**PROMPT:**
Below are the records; copy each line in which "slope" occurs.

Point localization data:
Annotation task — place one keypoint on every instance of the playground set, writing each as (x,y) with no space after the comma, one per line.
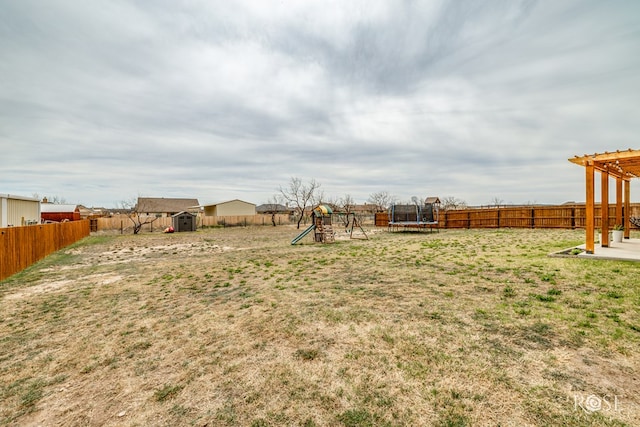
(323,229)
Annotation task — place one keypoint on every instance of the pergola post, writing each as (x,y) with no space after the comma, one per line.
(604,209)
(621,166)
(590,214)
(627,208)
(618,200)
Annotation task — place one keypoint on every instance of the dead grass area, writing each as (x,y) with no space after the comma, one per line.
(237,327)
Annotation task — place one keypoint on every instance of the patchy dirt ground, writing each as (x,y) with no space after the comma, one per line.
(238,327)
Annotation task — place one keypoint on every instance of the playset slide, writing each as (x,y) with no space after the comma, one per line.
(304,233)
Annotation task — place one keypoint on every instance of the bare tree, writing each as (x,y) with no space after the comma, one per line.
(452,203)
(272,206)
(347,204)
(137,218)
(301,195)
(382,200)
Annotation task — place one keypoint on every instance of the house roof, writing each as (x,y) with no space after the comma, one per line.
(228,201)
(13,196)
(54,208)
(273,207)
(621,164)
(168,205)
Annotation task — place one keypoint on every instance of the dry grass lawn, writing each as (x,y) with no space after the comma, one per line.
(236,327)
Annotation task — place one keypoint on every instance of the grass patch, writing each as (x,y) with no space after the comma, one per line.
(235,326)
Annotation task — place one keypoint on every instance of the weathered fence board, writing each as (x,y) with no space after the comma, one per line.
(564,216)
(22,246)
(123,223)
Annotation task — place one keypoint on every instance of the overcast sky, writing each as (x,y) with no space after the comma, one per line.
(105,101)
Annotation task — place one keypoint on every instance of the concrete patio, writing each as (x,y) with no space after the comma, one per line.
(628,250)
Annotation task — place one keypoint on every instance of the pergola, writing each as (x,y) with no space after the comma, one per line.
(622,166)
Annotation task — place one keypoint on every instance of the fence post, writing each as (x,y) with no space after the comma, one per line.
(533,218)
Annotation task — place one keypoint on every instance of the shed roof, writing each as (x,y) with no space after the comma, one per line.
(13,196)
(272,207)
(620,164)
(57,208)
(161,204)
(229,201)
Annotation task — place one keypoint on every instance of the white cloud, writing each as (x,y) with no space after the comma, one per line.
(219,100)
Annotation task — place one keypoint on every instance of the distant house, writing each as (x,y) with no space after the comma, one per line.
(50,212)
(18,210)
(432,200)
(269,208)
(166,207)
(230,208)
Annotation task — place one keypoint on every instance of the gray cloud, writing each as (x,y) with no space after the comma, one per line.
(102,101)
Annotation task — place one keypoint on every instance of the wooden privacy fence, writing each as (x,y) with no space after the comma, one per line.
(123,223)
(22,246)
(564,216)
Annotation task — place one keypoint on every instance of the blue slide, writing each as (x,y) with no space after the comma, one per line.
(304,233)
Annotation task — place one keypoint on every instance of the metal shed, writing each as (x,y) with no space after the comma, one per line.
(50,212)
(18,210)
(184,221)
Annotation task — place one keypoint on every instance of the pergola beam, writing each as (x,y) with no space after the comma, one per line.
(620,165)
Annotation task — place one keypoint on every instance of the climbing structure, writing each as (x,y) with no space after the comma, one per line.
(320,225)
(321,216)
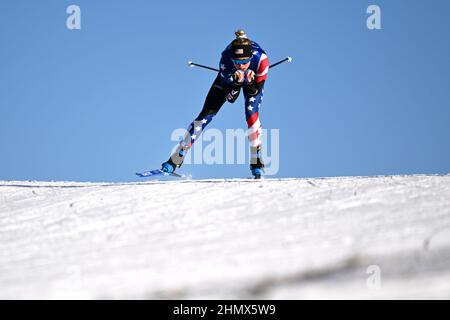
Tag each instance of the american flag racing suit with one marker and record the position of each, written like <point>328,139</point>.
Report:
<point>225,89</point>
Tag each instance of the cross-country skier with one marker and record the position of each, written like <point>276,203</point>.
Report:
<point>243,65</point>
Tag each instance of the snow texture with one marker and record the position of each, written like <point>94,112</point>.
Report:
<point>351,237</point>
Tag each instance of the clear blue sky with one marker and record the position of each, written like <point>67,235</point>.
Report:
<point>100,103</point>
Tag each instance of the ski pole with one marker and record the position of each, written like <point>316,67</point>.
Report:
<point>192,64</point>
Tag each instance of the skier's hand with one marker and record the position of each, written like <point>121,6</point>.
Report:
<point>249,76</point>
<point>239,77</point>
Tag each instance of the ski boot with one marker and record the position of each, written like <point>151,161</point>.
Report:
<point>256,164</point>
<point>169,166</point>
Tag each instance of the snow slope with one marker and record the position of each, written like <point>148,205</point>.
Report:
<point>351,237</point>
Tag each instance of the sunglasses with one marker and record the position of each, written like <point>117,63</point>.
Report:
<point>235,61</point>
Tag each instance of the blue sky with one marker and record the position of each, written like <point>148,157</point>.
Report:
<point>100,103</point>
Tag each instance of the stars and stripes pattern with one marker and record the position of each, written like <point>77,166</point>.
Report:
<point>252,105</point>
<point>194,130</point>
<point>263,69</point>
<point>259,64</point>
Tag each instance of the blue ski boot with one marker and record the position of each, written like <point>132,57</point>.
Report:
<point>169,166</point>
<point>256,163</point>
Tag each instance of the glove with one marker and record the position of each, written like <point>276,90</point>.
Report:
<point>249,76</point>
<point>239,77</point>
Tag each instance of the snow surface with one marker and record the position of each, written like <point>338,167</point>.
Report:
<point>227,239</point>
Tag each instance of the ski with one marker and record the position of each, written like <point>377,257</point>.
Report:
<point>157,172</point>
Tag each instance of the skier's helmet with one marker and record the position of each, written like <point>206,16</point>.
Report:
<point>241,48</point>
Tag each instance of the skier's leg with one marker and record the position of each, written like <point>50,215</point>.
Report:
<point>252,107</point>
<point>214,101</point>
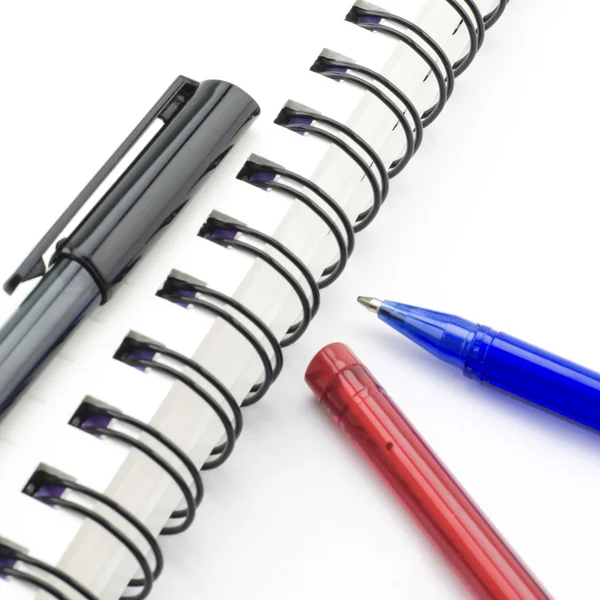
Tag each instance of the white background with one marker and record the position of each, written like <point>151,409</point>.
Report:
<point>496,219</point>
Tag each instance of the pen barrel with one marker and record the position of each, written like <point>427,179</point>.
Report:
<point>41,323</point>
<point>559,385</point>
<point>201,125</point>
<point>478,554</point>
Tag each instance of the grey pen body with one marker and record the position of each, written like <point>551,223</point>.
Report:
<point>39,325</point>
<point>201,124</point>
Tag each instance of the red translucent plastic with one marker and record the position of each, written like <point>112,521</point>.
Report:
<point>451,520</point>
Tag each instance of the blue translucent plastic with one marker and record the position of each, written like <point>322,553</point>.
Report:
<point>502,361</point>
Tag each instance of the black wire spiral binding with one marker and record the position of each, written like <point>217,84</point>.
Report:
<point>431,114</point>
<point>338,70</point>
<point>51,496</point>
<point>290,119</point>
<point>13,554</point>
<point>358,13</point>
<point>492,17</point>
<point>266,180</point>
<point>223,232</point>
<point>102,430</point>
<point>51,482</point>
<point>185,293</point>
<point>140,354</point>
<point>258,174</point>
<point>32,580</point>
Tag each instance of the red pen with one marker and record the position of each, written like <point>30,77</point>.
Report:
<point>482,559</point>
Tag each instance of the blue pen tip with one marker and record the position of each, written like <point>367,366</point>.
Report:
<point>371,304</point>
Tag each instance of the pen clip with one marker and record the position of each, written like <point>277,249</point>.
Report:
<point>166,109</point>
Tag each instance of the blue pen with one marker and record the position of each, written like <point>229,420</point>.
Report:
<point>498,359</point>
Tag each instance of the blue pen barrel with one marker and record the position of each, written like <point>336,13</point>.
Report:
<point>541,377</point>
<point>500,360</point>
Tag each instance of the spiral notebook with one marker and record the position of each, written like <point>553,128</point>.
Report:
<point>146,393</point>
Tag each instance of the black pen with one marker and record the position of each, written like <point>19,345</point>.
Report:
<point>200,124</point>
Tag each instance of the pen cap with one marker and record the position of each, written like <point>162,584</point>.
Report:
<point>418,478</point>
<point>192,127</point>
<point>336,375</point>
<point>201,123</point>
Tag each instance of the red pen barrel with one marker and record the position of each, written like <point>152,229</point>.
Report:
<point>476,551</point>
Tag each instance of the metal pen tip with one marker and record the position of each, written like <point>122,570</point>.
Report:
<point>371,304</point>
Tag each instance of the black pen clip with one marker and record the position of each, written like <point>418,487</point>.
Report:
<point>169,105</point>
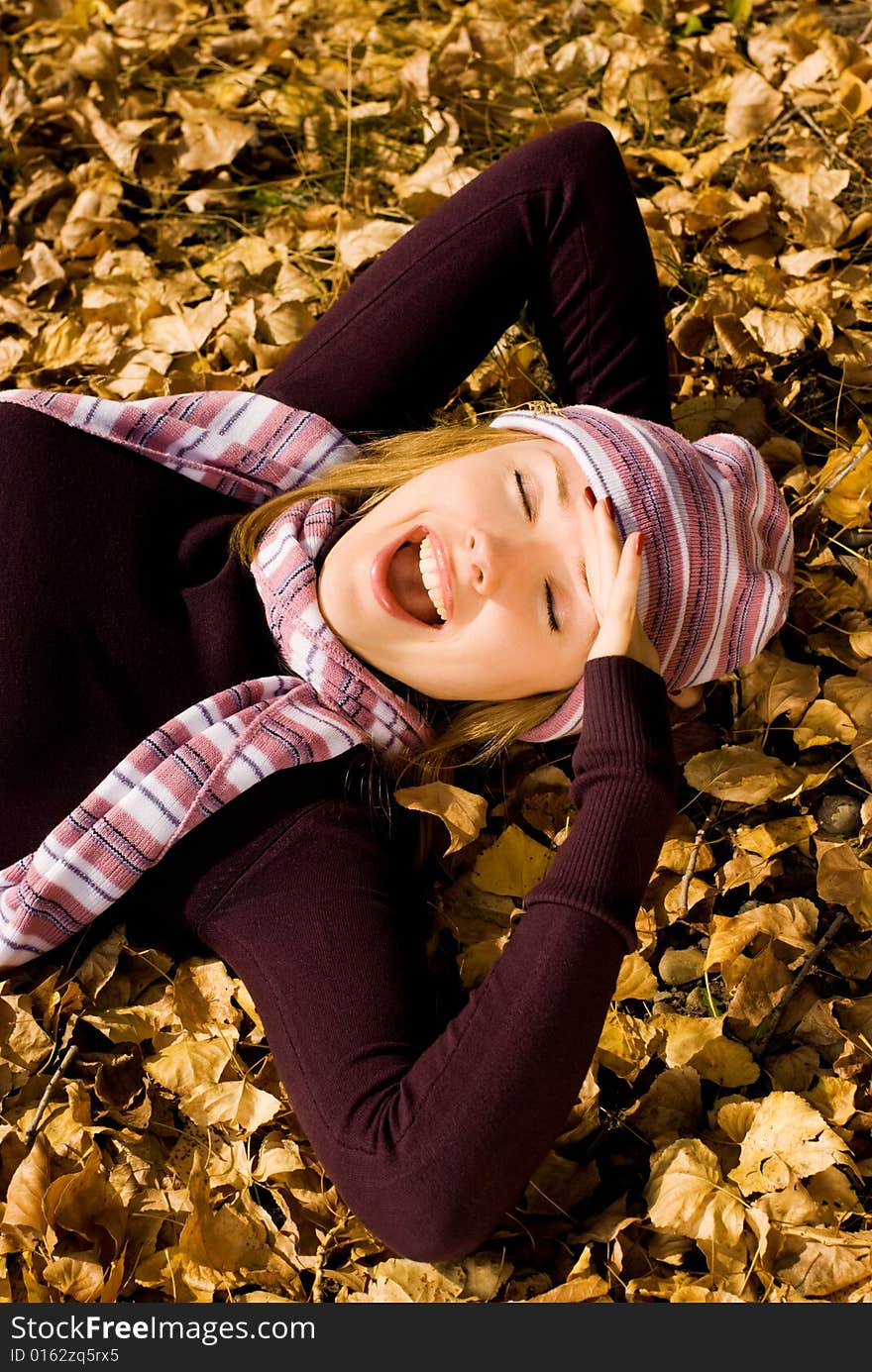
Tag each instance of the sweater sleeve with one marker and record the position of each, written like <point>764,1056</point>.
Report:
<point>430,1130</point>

==

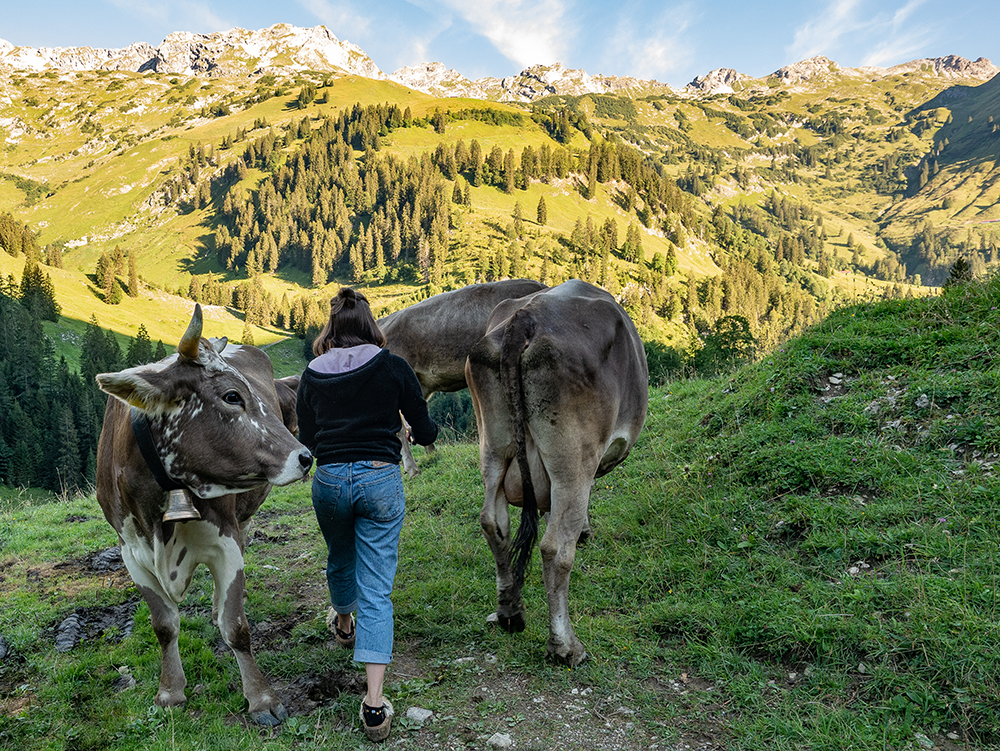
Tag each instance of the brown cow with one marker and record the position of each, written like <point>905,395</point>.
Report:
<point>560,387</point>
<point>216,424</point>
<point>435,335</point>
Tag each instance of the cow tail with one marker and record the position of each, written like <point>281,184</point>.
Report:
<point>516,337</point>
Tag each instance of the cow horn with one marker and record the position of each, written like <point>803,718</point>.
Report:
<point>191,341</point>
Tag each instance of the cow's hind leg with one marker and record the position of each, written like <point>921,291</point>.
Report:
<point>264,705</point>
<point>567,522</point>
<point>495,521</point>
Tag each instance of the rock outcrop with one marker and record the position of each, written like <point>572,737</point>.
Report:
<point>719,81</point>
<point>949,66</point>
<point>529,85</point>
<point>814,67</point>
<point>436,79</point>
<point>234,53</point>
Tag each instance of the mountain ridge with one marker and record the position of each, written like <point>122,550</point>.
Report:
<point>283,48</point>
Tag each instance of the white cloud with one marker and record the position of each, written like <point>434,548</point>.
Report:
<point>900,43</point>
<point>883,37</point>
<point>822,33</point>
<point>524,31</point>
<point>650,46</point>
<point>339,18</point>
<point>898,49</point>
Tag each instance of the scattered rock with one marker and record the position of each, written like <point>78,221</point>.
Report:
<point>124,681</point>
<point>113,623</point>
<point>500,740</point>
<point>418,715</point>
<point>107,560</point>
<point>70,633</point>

...

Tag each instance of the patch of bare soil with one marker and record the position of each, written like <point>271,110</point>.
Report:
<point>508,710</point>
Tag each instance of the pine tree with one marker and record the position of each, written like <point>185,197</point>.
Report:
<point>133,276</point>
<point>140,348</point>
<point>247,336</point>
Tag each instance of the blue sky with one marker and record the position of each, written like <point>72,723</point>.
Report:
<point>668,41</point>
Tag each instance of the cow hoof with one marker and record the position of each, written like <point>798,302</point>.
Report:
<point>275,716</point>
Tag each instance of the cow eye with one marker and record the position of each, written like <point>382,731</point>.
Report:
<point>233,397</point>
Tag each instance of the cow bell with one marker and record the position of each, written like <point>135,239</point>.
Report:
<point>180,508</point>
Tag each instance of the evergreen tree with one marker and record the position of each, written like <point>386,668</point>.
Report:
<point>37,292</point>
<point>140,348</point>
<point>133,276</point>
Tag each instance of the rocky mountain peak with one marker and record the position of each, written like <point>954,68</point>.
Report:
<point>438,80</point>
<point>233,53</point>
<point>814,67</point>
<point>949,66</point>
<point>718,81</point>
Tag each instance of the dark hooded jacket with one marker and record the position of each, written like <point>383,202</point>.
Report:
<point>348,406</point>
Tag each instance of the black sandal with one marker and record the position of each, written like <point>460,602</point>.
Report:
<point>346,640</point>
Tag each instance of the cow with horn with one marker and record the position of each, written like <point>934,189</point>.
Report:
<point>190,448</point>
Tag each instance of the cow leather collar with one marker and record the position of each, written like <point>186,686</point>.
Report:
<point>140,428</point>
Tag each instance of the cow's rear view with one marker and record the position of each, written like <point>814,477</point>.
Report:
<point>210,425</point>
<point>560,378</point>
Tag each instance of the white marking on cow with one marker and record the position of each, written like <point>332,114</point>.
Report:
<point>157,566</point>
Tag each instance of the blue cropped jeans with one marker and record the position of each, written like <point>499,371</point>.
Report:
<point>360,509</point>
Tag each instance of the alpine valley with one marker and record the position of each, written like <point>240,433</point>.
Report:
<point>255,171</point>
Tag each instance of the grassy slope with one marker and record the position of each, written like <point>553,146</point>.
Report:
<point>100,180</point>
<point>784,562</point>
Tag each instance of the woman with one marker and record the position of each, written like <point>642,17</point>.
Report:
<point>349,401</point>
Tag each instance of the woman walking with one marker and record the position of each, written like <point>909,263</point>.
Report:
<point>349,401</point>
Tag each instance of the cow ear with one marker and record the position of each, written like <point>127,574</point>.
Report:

**RESPONSE TO THE EXERCISE:**
Tag each instance of the snow slope with one marker and record the position of each, written like <point>148,205</point>.
Tag each instance of the grassy slope with one marker and record the position of each, written like <point>553,146</point>.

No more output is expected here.